▶ **Task requirements**
1) In the account of the airport arrival in Israel, which university provided full funding for the study at al-Najah?
2) Reproduce the airport account word for word from "In an interview" to "name was called.".
3) Extend the account of the airport arrival in Israel with the passage that would follow its final sentence.

▶ **Source passage**
____________

Leetsma had full funding from Grand Valley State University (GVSU) to study at the Palestinian university al-Najah for up to a year and a half. He had with him a detailed letter from GVSU, explaining his plans to the Israeli authorities. He had also thoroughly followed the US State Department’s recommendations for travel to the West Bank. Even so, Leestma describes his experience as nerve-racking and frightening.
In an interview with Middle East Eye, Leestma gave a full account of his and Clark’s experience at the airport.
While the couple was standing in the customs line after landing in Israel, Leestma says he was feeling confident.
“I had complete proof of what I was doing. I was being totally honest, which I was told to do. I had a letter and tons of money from Grand Valley – a prestigious scholarship,” he said.
The woman at the customs booth told the two to sit and wait for security officials to come talk to them. After about a half hour, Clark was called into a room, where she says she was asked basic questions for about 10 minutes. Some time later, Leestma’s name was called.

____________

[Entries taken from a collection]
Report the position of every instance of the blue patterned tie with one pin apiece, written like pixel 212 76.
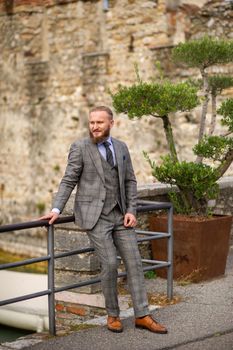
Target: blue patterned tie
pixel 109 156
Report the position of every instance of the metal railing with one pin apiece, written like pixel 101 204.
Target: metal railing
pixel 142 206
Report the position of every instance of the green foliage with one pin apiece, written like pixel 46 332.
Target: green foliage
pixel 203 52
pixel 226 110
pixel 213 147
pixel 218 83
pixel 150 275
pixel 156 99
pixel 195 181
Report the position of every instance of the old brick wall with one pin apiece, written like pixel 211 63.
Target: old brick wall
pixel 58 59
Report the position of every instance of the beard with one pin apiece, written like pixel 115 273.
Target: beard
pixel 97 139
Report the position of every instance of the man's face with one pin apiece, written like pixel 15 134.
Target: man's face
pixel 100 125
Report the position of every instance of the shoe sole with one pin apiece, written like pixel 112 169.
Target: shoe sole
pixel 115 330
pixel 159 332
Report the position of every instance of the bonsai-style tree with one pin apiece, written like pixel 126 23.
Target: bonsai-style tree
pixel 196 181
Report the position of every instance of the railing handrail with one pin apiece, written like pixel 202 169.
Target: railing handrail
pixel 142 206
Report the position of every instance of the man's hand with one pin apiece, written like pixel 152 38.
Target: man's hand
pixel 130 220
pixel 52 216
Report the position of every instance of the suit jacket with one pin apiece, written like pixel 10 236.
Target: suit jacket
pixel 84 169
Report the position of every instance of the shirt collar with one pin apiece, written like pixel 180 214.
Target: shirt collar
pixel 109 139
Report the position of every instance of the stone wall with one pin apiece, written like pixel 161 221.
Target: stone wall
pixel 59 58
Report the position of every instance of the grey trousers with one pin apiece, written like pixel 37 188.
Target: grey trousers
pixel 109 236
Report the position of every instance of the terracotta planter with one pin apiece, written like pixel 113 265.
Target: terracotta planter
pixel 200 246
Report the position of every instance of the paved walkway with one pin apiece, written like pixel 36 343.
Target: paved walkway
pixel 202 320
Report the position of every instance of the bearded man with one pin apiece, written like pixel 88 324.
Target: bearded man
pixel 105 206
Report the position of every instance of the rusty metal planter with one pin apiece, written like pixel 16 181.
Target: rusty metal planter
pixel 200 246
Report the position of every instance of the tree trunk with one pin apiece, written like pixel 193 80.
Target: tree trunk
pixel 228 159
pixel 169 137
pixel 204 109
pixel 214 113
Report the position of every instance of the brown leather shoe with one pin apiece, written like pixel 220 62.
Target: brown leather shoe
pixel 147 322
pixel 114 324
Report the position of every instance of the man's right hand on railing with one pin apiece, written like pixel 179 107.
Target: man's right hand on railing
pixel 52 216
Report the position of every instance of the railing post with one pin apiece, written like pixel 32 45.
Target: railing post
pixel 170 254
pixel 51 299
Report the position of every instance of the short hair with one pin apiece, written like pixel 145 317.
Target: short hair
pixel 103 109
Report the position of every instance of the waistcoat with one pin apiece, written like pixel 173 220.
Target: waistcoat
pixel 112 187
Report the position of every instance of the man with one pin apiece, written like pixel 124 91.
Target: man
pixel 105 206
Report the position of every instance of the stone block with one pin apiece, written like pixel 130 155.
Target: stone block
pixel 66 278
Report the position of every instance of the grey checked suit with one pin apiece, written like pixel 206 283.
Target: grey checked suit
pixel 94 177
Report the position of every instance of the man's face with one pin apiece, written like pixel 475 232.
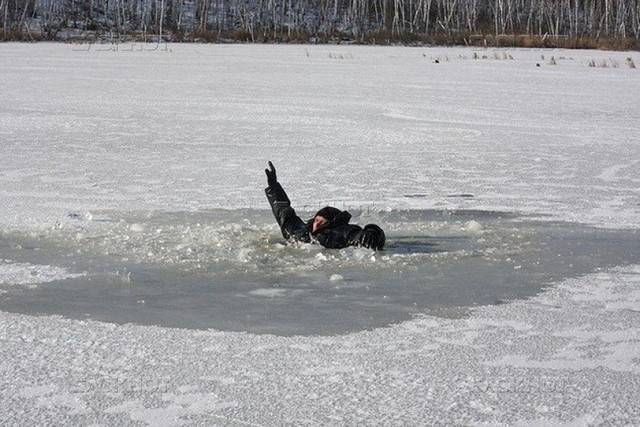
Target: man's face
pixel 318 222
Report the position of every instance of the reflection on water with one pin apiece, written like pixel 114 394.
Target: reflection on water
pixel 232 270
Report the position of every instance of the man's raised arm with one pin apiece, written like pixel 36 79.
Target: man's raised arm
pixel 291 225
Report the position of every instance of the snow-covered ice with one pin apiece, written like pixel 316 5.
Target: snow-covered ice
pixel 88 134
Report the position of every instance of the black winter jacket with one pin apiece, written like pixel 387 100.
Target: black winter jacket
pixel 337 233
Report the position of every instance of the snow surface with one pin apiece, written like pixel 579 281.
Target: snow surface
pixel 190 127
pixel 17 273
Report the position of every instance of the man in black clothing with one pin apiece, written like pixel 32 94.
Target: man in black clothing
pixel 330 226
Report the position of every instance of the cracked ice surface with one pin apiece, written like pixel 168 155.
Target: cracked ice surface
pixel 191 128
pixel 569 354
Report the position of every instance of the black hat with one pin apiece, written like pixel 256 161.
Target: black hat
pixel 328 212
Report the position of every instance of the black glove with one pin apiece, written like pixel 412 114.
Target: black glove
pixel 372 237
pixel 271 175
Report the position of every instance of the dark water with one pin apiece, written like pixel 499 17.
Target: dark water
pixel 230 270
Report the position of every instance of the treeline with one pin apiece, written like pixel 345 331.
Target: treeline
pixel 580 23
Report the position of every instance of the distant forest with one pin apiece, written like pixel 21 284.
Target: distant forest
pixel 569 23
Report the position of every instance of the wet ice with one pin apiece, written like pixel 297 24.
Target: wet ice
pixel 232 270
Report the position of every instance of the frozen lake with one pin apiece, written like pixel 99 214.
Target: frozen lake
pixel 229 270
pixel 142 278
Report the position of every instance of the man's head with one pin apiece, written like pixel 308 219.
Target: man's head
pixel 323 217
pixel 318 222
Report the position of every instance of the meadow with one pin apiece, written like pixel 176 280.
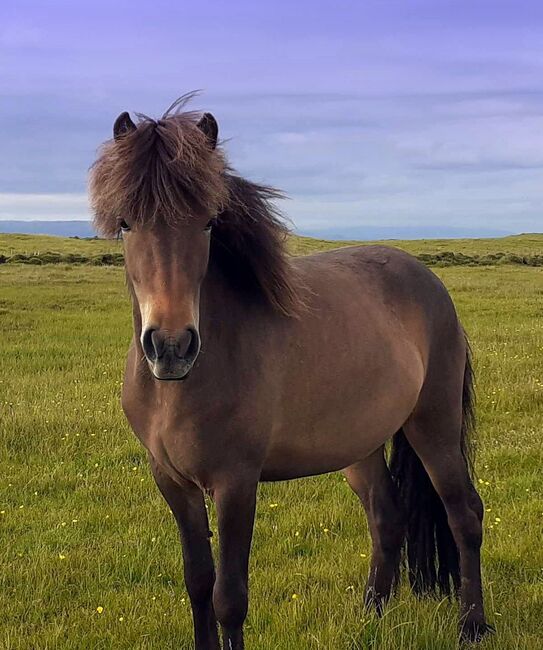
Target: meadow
pixel 88 549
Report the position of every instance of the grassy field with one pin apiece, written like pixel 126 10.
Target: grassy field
pixel 89 551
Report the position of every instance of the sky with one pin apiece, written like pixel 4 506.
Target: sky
pixel 396 113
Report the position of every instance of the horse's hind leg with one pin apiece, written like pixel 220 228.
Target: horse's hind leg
pixel 435 435
pixel 370 479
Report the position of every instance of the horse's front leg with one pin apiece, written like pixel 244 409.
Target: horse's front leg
pixel 235 500
pixel 186 501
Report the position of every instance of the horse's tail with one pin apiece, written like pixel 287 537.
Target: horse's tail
pixel 432 554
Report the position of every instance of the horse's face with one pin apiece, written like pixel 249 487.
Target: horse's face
pixel 166 266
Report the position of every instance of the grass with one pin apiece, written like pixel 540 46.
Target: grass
pixel 89 551
pixel 519 249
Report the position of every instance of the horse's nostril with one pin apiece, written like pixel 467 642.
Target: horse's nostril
pixel 152 343
pixel 158 343
pixel 188 344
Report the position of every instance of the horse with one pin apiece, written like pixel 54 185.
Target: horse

____________

▶ **Task results**
1) Grand Valley State University (GVSU).

2)
In an interview with Middle East Eye, Leestma gave a full account of his and Clark’s experience at the airport.
While the couple was standing in the customs line after landing in Israel, Leestma says he was feeling confident.
“I had complete proof of what I was doing. I was being totally honest, which I was told to do. I had a letter and tons of money from Grand Valley – a prestigious scholarship,” he said.
The woman at the customs booth told the two to sit and wait for security officials to come talk to them. After about a half hour, Clark was called into a room, where she says she was asked basic questions for about 10 minutes. Some time later, Leestma’s name was called.

3)
Interrogation
“My memory’s kind of foggy about what happened with me, because it was just like – from the get-go they were just super aggressive with me,” Leestma told MEE.
“They asked, ‘So what are you doing here?’ They didn’t just ask – they kind of barked it at me, you know? And I was like, ‘I’m studying Arabic.’ And they’d repeat questions, too, like, ‘Why are you here?’ as though my first answer wasn’t satisfactory. Their questions were crazy – they asked about my volunteering past. I don’t know how they’d know where I’ve volunteered in the past. At one point they said, ‘We know everything.’ Which was kind of scary. That was yelled at me.”
The authorities also drilled Leestma about his religious beliefs, and pressed him about whether he planned to go to Gaza or to organise protests in Nablus.
“Then they started asking me about my passport, which they were super mad about. They were like, why do you have this passport, and I told them I had it because my last one was going to expire on 26 March, which was true, and then they were like, ‘That’s bullshit, you have another passport!’”
The US Consulate in Jerusalem recommends that US citizens whose passports are expiring within six months obtain a second valid passport. The State Department also grants citizens second passports if they fear they may face issues traveling to various Arab countries after visiting Israel or vice-versa. Leestma had studied in Lebanon in 2012.
After the authorities asked him about his second passport, Leestma’s interrogation got considerably more intense.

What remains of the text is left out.